__RECORDS TO PROCESS__
----

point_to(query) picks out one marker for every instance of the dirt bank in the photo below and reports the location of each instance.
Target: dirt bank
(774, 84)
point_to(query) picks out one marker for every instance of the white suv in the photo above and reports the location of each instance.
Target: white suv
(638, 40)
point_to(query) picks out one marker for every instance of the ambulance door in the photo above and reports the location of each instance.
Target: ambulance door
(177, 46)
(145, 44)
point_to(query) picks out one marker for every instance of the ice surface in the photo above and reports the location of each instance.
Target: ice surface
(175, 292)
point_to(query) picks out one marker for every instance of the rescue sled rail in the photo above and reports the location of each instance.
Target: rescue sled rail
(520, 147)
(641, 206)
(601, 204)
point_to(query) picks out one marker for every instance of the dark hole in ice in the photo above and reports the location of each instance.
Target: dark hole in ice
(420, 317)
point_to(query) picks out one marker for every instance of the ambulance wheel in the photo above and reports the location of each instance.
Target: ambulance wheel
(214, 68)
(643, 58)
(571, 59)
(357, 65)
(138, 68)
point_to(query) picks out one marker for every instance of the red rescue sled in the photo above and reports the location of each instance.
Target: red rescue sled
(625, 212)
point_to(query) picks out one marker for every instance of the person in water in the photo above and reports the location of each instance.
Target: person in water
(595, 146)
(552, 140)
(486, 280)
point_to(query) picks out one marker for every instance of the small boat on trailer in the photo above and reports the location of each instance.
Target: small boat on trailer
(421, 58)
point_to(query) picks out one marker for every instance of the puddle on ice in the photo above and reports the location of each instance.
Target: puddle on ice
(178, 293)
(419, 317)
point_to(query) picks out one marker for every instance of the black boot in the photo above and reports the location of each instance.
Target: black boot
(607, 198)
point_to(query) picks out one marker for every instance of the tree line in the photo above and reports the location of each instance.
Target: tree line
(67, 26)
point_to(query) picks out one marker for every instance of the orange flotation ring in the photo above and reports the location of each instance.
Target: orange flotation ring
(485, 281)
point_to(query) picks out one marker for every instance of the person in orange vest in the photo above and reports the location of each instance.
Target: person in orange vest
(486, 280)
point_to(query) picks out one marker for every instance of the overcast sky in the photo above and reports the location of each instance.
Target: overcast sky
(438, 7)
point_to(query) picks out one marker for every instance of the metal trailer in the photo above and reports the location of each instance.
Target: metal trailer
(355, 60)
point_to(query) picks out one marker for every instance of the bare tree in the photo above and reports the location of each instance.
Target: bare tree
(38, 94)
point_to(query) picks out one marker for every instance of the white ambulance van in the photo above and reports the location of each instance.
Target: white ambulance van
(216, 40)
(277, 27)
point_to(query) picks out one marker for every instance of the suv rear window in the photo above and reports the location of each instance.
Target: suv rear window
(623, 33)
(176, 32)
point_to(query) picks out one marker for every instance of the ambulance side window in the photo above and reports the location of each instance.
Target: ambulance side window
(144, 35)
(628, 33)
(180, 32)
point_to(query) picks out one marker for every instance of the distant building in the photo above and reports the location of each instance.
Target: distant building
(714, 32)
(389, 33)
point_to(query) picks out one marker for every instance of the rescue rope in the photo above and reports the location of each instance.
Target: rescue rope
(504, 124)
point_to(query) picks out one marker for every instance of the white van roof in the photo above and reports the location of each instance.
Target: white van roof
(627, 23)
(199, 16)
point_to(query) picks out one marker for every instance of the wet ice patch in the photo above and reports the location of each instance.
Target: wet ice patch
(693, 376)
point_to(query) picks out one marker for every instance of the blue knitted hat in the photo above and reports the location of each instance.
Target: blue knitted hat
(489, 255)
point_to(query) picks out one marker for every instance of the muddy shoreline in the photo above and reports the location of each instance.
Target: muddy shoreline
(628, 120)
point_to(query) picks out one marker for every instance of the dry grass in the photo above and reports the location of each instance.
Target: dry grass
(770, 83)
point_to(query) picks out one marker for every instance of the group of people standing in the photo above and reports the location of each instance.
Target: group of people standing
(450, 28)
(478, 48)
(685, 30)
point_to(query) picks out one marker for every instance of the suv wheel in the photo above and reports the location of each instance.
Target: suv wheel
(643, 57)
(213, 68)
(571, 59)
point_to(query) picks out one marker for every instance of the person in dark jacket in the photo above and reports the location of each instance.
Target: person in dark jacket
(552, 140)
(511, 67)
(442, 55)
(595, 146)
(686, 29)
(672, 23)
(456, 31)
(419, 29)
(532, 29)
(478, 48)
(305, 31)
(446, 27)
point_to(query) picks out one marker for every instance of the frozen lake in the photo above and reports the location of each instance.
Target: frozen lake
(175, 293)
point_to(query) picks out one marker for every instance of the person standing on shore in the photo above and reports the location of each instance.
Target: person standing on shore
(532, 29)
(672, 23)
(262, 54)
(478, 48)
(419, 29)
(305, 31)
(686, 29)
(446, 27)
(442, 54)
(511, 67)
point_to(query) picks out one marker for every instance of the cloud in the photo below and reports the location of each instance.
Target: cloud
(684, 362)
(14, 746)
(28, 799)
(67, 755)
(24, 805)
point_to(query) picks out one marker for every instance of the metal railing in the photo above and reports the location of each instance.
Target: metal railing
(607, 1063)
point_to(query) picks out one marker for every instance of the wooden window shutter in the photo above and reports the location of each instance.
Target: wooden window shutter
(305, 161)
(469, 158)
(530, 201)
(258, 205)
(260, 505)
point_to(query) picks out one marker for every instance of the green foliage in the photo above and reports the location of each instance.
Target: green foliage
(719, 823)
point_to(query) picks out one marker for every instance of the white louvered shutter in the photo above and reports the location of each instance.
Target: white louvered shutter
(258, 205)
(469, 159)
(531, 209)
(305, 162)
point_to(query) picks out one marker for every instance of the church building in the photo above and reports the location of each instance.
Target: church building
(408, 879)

----

__SHORT EXERCISE__
All of the data shown above must be copied exactly.

__FINAL RESULT__
point_to(query) picks out one marker for every instance of the dirt bank in the photo below and reports the location of each instance.
Target: dirt bank
(774, 84)
point_to(query) picks out one marker for every instance of the white suv in the photo above and reports the location of each instance.
Target: white suv
(638, 40)
point_to(query) picks out one marker for every instance of the ambulance door in the photo above and reports the location of each instance.
Target: ambulance door
(177, 46)
(145, 44)
point_to(query) picks out one marker for every instance of the ice surface in the photo above and reports the location of each instance.
Target: ice surface
(175, 292)
point_to(query) picks out one marker for every instance of the rescue sled rail in the photo above and reports the location of each instance.
Target: rescue sled rail
(520, 147)
(641, 206)
(601, 204)
point_to(query) picks out one marker for every instance of the dark hole in ice in the photo above and reports the location of each instance.
Target: dark hole in ice
(420, 317)
point_to(query) picks out one marker for every instance of the ambulance wheel in the photo above and reports the location of each instance.
Target: ambulance wheel
(214, 68)
(643, 58)
(571, 59)
(357, 65)
(138, 68)
point_to(query) picks out one marker for every instance of the red rescue sled in the photo above and reports the location of each instance.
Target: red rescue sled
(625, 212)
point_to(query) picks out one marker for every instance of the person in water in the photo above and reports the location of each instance.
Target: person in water
(595, 146)
(552, 140)
(486, 280)
point_to(query) picks out one marker for every instance of the small boat on trailer in the photo above and reports the location of each instance.
Target: small boat on trailer
(421, 58)
point_to(query) picks out one marker for every instance of the puddle on ice in the photo above and reports the location of each instance.
Target: puddle on ice
(178, 293)
(419, 317)
point_to(query) picks out one marker for every instance of the black boot in the photo above and reports the location of each instance.
Target: black boot
(607, 198)
point_to(query) picks out one marker for every instance of the tree line in the photo above and reports the location of each instance.
Target: tree line
(67, 26)
point_to(query) picks out one marker for every instance of the orange flotation ring in the photo above and reports the location of each instance.
Target: orange flotation ring
(485, 281)
point_to(query) picks out one marker for every instance of the person in orange vest in the photo above and reports the location of each instance.
Target: person in orange vest
(486, 280)
point_to(query) picks out one marker for every instance of the overcast sky in the photo above and reports the location of each instance.
Target: overcast sky
(438, 7)
point_to(query) picks out one marker for every instance of the metal trailer in the photo above and reports the location of each instance.
Target: metal trailer
(355, 60)
point_to(query) picks out one marker for every instance of the bare tree in the photo above and reports the location of each instance.
Target: bare tree
(38, 94)
point_to(query) picks out one marker for every instance of the white ambulance van in the photo above and reports the location of each instance.
Target: white ambulance van
(216, 40)
(277, 27)
point_to(query) picks out one marker for every instance of the suv rear window in the photo above and reports the location of each instance.
Target: suv rear window
(623, 33)
(176, 32)
point_to(query) picks out one marker for every instance of the ambulance side window in the photo above and reports the location of each instance.
Target: ambulance side window
(144, 35)
(628, 33)
(180, 32)
point_to(query) picks out one marker for every instance of the distant building in the photo above and reports the location of each instance.
Target: distant building
(714, 32)
(389, 33)
point_to(query) picks out one marker for every instance of the rescue rope in the photo above and reports the location of each instance.
Target: rescue rope
(504, 124)
point_to(query) picks out one marker for every instance of the white van roof in the photo above and reports the location of each instance.
Target: white van roof
(627, 23)
(199, 16)
point_to(query) picks out one marker for every instance of the wet ice patch in the photo above and reports the location of each instance.
Target: wet ice patch
(693, 376)
point_to(query) picks out one marker for every instance of the blue knitted hat in the photo above and reports the location of each instance.
Target: blue knitted hat
(489, 255)
point_to(query) picks out one marker for every instance of the muddy shoreline in the photo above and reports the location of each instance.
Target: muddy shoreline
(628, 120)
point_to(query) picks out one marker for every instance of the dry grass in the photo above and reports the location of each instance.
Target: dry grass
(770, 83)
point_to(query) picks out one marker for every instance of the group of people standing in the photo above and reports the location of each instance.
Target: group of people standing
(450, 28)
(478, 48)
(685, 30)
point_to(query) picks out one marker for every instance of the suv wheel in the photo above and reports the location of each instance.
Target: suv wheel
(643, 57)
(213, 68)
(571, 59)
point_to(query) picks out one marker for every instance of the person in dark jacket in the photo above and reports the location of each instance.
Target: person in dark jacket
(552, 140)
(511, 67)
(442, 55)
(595, 146)
(686, 29)
(672, 23)
(456, 31)
(419, 29)
(532, 29)
(478, 48)
(305, 31)
(446, 27)
point_to(query) picks out one marker for every instance of the frozen lake in the photo above and reports the location of each instance.
Target: frozen lake
(175, 293)
point_to(query) picks out one marker for every instance of the person standing on shore in the photo above and reports the location of each instance.
Target: person standing on shore
(532, 29)
(672, 23)
(262, 54)
(478, 48)
(419, 29)
(305, 31)
(686, 29)
(446, 27)
(442, 54)
(511, 67)
point_to(query) picks out one marker for every instance of the cloud in the photo below and reports the location of each instance.
Target: cloud
(684, 362)
(14, 746)
(28, 799)
(67, 755)
(24, 805)
point_to(query) picks out one marker for every instance of the metal railing in the photo above and reports the location of each instance.
Target: metal railing
(607, 1063)
point_to(query) picks out one marker for every instance of the wooden window shutter in the photo above and reports the location of each instance.
Target: wooden window shutter
(305, 161)
(469, 158)
(530, 201)
(258, 205)
(260, 505)
point_to(query) picks out one marker for every instance of the green foliage in the photo above and reports the location of each instance.
Target: green foliage
(719, 823)
point_to(query) picks out one marker for every instance of the white louvered shutter in the photo above and reports the location of each instance.
Target: white louvered shutter
(258, 205)
(469, 159)
(531, 209)
(305, 162)
point_to(query) picks out one marker for every instance of the church building in the photo above and reports the location of each instance.
Target: church building
(408, 879)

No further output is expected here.